-- AVAILABLE RECORDS follows --

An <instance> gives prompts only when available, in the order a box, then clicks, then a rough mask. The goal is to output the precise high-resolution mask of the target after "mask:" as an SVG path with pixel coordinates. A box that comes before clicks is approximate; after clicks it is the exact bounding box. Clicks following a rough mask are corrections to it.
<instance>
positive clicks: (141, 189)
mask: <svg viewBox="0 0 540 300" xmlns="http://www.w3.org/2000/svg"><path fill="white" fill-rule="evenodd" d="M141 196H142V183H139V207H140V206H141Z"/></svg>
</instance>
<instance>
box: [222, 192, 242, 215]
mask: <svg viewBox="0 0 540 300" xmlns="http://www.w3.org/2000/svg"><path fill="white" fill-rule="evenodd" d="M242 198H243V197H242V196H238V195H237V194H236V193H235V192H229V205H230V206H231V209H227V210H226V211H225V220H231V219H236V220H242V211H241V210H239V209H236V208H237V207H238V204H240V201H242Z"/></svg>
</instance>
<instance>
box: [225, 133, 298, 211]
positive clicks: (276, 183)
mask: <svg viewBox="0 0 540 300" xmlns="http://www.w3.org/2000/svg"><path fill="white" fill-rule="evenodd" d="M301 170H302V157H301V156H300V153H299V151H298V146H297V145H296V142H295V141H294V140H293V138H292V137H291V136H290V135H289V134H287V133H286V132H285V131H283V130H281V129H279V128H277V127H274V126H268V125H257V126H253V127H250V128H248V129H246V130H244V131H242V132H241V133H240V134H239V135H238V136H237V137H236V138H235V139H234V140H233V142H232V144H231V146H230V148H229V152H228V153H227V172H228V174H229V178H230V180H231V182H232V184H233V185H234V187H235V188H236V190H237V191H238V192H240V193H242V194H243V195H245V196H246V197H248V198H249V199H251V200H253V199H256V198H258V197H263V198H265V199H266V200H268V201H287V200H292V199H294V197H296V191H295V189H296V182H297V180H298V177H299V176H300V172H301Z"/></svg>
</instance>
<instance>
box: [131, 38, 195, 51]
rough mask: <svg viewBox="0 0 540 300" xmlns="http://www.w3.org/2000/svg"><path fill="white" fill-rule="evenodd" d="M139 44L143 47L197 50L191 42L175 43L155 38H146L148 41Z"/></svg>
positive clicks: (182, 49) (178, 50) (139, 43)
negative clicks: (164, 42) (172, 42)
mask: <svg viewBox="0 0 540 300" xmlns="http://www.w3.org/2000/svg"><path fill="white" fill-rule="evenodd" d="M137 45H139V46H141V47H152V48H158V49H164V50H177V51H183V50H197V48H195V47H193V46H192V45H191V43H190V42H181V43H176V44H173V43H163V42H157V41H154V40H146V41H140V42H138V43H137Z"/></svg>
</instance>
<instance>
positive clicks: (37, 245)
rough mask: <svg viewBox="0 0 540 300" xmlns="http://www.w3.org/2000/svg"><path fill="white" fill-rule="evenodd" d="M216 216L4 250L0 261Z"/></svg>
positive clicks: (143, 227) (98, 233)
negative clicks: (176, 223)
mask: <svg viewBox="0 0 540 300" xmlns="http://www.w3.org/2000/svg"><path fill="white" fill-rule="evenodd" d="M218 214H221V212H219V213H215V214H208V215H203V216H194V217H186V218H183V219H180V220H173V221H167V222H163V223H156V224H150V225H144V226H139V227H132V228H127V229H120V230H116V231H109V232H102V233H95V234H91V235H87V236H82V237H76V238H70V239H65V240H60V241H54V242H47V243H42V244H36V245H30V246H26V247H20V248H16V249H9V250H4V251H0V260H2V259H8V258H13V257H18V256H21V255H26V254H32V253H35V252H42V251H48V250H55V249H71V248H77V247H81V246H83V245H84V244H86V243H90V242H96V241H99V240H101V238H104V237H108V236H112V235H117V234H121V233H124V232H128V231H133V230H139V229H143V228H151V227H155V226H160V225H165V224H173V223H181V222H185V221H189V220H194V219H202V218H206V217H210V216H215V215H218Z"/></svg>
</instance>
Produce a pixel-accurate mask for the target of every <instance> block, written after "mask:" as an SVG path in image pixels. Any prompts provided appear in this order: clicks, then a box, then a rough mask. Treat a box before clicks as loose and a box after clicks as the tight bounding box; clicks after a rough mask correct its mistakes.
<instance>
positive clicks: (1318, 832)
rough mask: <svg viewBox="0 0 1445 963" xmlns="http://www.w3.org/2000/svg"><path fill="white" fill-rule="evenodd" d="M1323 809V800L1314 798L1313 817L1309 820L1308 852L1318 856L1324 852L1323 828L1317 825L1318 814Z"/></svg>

-- AVAILABLE RECORDS concluded --

[WHAT IS EXPECTED] Keeping every word and mark as it is, print the entries above.

[ANSWER FOR THE TASK]
An <instance> gives prompts only when available, in the order a box, then clicks, then a rough mask. The goal is to output the precise high-resolution mask of the target after "mask:" as an SVG path with pixel coordinates. A box that comes before clicks is approximate; after clicks it is the exact bounding box. Clicks following a rough mask are corrections to it.
<instance>
positive clicks: (141, 189)
mask: <svg viewBox="0 0 540 300" xmlns="http://www.w3.org/2000/svg"><path fill="white" fill-rule="evenodd" d="M141 196H142V183H139V207H140V206H141Z"/></svg>
</instance>
<instance>
box: [222, 192, 242, 215]
mask: <svg viewBox="0 0 540 300" xmlns="http://www.w3.org/2000/svg"><path fill="white" fill-rule="evenodd" d="M242 198H243V197H242V196H238V195H237V194H236V193H235V192H229V205H230V206H231V209H227V210H226V211H225V220H231V219H236V220H242V211H241V210H239V209H236V208H237V207H238V204H240V201H242Z"/></svg>
</instance>
<instance>
box: [225, 133, 298, 211]
positive clicks: (276, 183)
mask: <svg viewBox="0 0 540 300" xmlns="http://www.w3.org/2000/svg"><path fill="white" fill-rule="evenodd" d="M301 170H302V157H301V156H300V153H299V151H298V146H297V145H296V142H295V141H294V140H293V138H292V137H291V136H290V135H289V134H287V133H286V132H285V131H283V130H281V129H279V128H277V127H274V126H268V125H257V126H253V127H250V128H248V129H246V130H244V131H242V132H241V133H240V134H239V135H238V136H237V137H236V138H235V139H234V140H233V142H232V144H231V146H230V148H229V152H228V153H227V172H228V174H229V178H230V180H231V182H232V184H233V185H234V187H235V188H236V190H237V191H238V192H240V193H242V194H243V195H245V196H246V197H248V198H249V199H251V200H253V199H256V198H258V197H263V198H265V199H266V200H268V201H287V200H292V199H294V197H296V191H295V189H296V182H297V180H298V177H299V176H300V172H301Z"/></svg>
</instance>
<instance>
box: [131, 38, 195, 51]
rough mask: <svg viewBox="0 0 540 300" xmlns="http://www.w3.org/2000/svg"><path fill="white" fill-rule="evenodd" d="M139 44L143 47L197 50L191 42L175 43L155 38H146L148 41Z"/></svg>
positive clicks: (182, 49) (178, 50) (139, 43)
negative clicks: (164, 42) (172, 42)
mask: <svg viewBox="0 0 540 300" xmlns="http://www.w3.org/2000/svg"><path fill="white" fill-rule="evenodd" d="M137 45H139V46H141V47H152V48H158V49H164V50H177V51H183V50H197V48H195V47H193V46H192V45H191V43H190V42H181V43H176V44H173V43H163V42H157V41H154V40H146V41H140V42H138V43H137Z"/></svg>
</instance>
<instance>
positive clicks: (37, 245)
rough mask: <svg viewBox="0 0 540 300" xmlns="http://www.w3.org/2000/svg"><path fill="white" fill-rule="evenodd" d="M216 216L4 250L0 261Z"/></svg>
positive clicks: (143, 227) (98, 233)
negative clicks: (176, 223)
mask: <svg viewBox="0 0 540 300" xmlns="http://www.w3.org/2000/svg"><path fill="white" fill-rule="evenodd" d="M218 214H221V212H219V213H215V214H208V215H203V216H194V217H186V218H183V219H180V220H173V221H167V222H163V223H156V224H150V225H144V226H139V227H132V228H127V229H120V230H116V231H109V232H102V233H95V234H91V235H87V236H82V237H76V238H70V239H65V240H60V241H54V242H47V243H42V244H36V245H30V246H26V247H20V248H16V249H9V250H4V251H0V260H2V259H8V258H13V257H18V256H21V255H26V254H32V253H35V252H42V251H48V250H55V249H71V248H77V247H81V246H83V245H84V244H86V243H90V242H96V241H99V240H101V238H104V237H108V236H112V235H117V234H121V233H124V232H128V231H133V230H139V229H143V228H151V227H155V226H160V225H165V224H173V223H181V222H185V221H189V220H194V219H202V218H206V217H210V216H215V215H218Z"/></svg>
</instance>
Produce a pixel-accurate mask for the target of every <instance> block, written after "mask:" as an SVG path in image pixels. Any prompts provided appear in this order: clicks, then a box, then a rough mask. Treat a box before clicks as loose and a box after clicks as the tight bounding box; clicks after a rough mask correct its mistakes.
<instance>
positive clicks: (1318, 832)
rough mask: <svg viewBox="0 0 1445 963" xmlns="http://www.w3.org/2000/svg"><path fill="white" fill-rule="evenodd" d="M1323 809V800L1314 798L1313 817L1309 820L1308 852L1318 856L1324 852L1323 828L1317 825L1318 814Z"/></svg>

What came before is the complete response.